24.05.2012 2652

Способы понимания Абсолютного бытия внутри христианского и буддийского дискурсов

 

«Христианская онтология имеет в своей основе универсальную модель реальности - модель онтологического расщепления, где существуют два горизонта бытия: подлинное и совершенное бытие (Абсолютное, Бог) и бытие, в том или ином смысле несовершенное, недостаточное, ущербное; между ними - различие сущностей или природ, онтологическая дистанция, бездна». Абсолютное бытие, десантируя человека в мир, оснащает его способностью к бытийствованию и природой пусть и ущербными, но, тем не менее, подобными Себе, по образу Своему. Ущербность их - ущербность в сравнении с Абсолютом. Более того, само бытие человека предназначено единственно к максимальному преодолению этой бездны между двумя природами. И ресурсы, предоставленные ему для достижения этого замысла, коренятся прежде всего в персоналистичности человеческого бытия.

[Исходные записи]
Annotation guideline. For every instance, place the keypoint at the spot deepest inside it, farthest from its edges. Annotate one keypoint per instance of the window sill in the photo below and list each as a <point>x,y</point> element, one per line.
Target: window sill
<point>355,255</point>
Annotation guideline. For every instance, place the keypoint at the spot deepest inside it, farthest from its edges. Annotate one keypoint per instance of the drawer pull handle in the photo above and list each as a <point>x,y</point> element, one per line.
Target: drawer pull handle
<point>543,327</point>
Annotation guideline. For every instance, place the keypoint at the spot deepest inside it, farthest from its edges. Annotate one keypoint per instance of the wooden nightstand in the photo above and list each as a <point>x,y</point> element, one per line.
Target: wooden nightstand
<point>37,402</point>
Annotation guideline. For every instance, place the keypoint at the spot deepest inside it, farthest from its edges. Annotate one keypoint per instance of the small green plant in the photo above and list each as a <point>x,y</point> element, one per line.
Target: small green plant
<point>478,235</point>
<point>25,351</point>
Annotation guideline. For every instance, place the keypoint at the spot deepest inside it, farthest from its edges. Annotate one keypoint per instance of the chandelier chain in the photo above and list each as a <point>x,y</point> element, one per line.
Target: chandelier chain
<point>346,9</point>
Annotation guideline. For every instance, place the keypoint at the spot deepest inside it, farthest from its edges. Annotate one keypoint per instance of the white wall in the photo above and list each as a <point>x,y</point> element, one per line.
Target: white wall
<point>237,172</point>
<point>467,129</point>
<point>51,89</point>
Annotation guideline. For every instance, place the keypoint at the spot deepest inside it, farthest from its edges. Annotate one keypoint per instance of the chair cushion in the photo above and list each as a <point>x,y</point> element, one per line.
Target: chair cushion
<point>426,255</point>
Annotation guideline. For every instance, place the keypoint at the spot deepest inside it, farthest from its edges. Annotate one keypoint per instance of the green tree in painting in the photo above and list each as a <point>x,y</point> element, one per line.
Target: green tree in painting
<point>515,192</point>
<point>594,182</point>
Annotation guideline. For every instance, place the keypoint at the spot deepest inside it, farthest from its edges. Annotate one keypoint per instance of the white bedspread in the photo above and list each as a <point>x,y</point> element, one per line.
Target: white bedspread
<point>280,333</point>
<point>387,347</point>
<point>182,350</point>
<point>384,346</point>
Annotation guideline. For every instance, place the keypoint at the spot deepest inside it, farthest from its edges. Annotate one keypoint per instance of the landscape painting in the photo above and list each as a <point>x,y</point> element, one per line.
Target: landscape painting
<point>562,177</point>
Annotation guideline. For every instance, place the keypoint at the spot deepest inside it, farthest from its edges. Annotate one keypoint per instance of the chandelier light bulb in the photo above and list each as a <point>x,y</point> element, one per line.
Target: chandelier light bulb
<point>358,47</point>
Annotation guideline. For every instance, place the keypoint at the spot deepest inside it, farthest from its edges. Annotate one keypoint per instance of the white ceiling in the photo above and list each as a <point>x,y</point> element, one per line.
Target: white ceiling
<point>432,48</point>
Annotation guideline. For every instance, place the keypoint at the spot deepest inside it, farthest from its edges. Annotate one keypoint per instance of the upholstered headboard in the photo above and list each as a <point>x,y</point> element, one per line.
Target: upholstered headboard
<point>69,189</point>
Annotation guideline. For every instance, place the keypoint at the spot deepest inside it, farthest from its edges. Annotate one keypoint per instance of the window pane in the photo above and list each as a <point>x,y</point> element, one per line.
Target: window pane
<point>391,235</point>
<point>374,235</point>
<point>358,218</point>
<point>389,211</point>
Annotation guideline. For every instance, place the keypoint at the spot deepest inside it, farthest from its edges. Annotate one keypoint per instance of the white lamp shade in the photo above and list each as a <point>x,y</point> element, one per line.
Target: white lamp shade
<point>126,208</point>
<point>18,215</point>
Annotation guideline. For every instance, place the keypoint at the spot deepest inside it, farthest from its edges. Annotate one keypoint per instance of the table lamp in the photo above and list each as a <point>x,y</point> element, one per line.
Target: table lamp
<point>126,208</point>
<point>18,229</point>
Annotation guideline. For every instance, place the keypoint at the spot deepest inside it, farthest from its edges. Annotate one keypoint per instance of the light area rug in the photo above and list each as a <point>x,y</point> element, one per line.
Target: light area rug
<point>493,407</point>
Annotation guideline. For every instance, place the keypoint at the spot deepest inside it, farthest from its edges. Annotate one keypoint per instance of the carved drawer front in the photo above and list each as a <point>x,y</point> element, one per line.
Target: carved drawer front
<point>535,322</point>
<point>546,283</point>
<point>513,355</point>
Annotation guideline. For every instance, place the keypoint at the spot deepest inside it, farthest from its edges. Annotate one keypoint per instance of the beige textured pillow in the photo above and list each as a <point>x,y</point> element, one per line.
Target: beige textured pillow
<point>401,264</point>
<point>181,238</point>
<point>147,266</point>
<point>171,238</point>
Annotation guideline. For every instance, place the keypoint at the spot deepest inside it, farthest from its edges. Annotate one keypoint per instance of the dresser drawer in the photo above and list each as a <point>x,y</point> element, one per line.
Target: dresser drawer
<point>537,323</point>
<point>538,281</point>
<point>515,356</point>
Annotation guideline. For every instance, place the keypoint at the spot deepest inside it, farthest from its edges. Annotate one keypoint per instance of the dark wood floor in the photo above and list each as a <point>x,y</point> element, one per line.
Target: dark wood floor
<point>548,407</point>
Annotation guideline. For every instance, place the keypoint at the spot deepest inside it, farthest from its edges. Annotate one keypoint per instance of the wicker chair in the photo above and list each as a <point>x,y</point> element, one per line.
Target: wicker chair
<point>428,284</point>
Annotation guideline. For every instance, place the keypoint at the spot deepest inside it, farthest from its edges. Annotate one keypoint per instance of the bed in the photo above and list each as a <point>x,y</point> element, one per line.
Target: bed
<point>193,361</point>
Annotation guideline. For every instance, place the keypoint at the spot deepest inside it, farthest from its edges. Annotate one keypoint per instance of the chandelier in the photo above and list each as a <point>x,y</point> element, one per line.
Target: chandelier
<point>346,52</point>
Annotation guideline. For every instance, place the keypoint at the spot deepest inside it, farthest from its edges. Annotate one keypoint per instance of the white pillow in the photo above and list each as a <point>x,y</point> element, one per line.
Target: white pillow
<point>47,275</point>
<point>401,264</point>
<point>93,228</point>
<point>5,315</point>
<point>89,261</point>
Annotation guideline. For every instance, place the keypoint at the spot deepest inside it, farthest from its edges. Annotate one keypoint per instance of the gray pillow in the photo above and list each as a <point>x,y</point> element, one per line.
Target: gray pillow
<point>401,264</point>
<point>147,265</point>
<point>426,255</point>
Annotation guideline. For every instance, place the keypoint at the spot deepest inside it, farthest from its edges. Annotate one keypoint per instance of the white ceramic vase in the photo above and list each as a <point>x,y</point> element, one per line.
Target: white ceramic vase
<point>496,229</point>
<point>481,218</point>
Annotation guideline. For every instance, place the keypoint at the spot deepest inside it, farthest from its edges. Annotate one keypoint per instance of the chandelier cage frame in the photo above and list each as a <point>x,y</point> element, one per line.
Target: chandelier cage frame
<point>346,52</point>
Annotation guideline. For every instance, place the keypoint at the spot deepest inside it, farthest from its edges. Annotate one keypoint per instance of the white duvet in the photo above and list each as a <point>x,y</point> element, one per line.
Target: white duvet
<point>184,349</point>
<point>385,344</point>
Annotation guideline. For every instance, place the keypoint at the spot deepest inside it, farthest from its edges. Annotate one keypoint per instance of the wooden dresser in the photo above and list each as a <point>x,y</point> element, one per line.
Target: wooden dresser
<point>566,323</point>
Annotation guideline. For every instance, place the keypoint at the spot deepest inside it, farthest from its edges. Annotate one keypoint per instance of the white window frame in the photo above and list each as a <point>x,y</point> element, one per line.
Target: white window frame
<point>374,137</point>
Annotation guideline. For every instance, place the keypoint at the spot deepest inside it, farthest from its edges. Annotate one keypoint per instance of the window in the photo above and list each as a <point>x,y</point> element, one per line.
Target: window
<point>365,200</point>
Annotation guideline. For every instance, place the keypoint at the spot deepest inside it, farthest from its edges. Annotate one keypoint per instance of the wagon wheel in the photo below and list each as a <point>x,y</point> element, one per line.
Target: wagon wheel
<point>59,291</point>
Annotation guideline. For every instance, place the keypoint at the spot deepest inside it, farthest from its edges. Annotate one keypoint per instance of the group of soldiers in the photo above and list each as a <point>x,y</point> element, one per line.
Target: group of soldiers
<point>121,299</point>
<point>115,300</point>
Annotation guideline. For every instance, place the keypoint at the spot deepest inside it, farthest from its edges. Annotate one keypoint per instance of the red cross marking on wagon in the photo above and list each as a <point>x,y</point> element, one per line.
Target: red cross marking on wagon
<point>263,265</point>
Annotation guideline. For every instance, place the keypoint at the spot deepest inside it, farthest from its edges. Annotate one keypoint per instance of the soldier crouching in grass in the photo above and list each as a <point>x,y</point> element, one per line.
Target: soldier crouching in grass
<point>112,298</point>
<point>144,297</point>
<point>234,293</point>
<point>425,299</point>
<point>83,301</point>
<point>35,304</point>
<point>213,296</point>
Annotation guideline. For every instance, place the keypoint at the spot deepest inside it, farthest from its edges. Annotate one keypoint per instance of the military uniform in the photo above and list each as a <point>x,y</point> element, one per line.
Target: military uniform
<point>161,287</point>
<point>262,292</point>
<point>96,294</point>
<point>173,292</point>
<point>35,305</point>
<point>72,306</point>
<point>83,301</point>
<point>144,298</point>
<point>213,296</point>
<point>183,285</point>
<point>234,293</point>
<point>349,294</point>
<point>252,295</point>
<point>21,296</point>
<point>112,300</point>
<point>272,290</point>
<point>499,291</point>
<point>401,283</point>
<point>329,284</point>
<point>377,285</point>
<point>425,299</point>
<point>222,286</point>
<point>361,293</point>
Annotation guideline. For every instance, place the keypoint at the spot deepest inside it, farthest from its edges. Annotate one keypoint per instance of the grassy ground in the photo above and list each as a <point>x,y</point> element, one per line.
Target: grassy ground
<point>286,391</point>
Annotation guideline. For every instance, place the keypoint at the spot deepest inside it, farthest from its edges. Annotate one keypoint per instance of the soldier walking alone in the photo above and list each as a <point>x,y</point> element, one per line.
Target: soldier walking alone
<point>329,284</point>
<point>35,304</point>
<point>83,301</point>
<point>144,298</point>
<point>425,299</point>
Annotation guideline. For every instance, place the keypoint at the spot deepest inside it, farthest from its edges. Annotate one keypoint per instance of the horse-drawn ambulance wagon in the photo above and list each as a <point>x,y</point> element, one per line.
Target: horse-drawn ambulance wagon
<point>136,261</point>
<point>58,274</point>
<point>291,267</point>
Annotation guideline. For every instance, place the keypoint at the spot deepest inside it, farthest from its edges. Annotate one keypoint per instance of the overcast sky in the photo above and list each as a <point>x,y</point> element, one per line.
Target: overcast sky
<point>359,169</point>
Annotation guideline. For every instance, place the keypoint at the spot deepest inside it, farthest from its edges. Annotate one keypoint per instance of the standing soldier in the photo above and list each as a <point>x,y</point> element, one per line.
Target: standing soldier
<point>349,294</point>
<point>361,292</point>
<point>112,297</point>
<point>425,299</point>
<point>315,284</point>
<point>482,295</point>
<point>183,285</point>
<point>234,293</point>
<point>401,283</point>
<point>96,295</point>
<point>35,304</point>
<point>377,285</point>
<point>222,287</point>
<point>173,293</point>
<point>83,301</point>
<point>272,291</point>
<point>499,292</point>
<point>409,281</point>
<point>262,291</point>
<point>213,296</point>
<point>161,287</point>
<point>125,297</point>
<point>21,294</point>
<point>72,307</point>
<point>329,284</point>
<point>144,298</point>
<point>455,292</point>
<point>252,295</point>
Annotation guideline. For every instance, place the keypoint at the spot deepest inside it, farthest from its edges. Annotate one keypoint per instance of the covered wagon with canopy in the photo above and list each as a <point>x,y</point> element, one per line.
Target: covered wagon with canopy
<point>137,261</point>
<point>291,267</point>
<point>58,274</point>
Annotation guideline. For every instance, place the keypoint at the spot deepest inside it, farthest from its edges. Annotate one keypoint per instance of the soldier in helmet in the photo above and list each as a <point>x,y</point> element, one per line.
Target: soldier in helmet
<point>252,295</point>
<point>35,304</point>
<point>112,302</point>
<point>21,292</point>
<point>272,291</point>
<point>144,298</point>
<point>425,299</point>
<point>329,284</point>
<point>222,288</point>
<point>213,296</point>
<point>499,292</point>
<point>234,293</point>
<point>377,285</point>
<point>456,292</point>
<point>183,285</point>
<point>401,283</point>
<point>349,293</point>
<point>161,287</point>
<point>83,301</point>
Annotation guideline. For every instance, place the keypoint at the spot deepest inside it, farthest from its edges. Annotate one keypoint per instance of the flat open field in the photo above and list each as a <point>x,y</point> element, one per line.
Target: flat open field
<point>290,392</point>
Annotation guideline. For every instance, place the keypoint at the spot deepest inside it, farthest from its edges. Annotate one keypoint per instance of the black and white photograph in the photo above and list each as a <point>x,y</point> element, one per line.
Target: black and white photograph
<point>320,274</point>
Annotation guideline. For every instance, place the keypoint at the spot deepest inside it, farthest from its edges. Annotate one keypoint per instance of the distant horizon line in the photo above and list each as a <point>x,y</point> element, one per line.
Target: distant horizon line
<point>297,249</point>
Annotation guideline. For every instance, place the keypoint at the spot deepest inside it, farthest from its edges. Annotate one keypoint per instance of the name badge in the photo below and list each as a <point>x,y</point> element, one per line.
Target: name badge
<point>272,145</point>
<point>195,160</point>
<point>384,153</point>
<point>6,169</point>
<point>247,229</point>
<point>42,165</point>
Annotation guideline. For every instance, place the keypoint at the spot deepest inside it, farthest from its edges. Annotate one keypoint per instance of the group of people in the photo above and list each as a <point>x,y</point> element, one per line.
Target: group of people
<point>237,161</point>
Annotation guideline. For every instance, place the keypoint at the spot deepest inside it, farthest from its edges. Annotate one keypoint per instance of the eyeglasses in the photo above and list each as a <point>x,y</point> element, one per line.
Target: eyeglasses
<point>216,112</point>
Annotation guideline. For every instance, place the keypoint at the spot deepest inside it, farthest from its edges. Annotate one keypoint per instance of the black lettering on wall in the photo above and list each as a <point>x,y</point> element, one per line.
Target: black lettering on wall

Что требуется: Выпишите из фрагмента все прилагательные, которыми охарактеризован второй горизонт бытия, противопоставленный Абсолютному. Записи для выполнения не нужны.

Письменный ответ: несовершенное, недостаточное, ущербное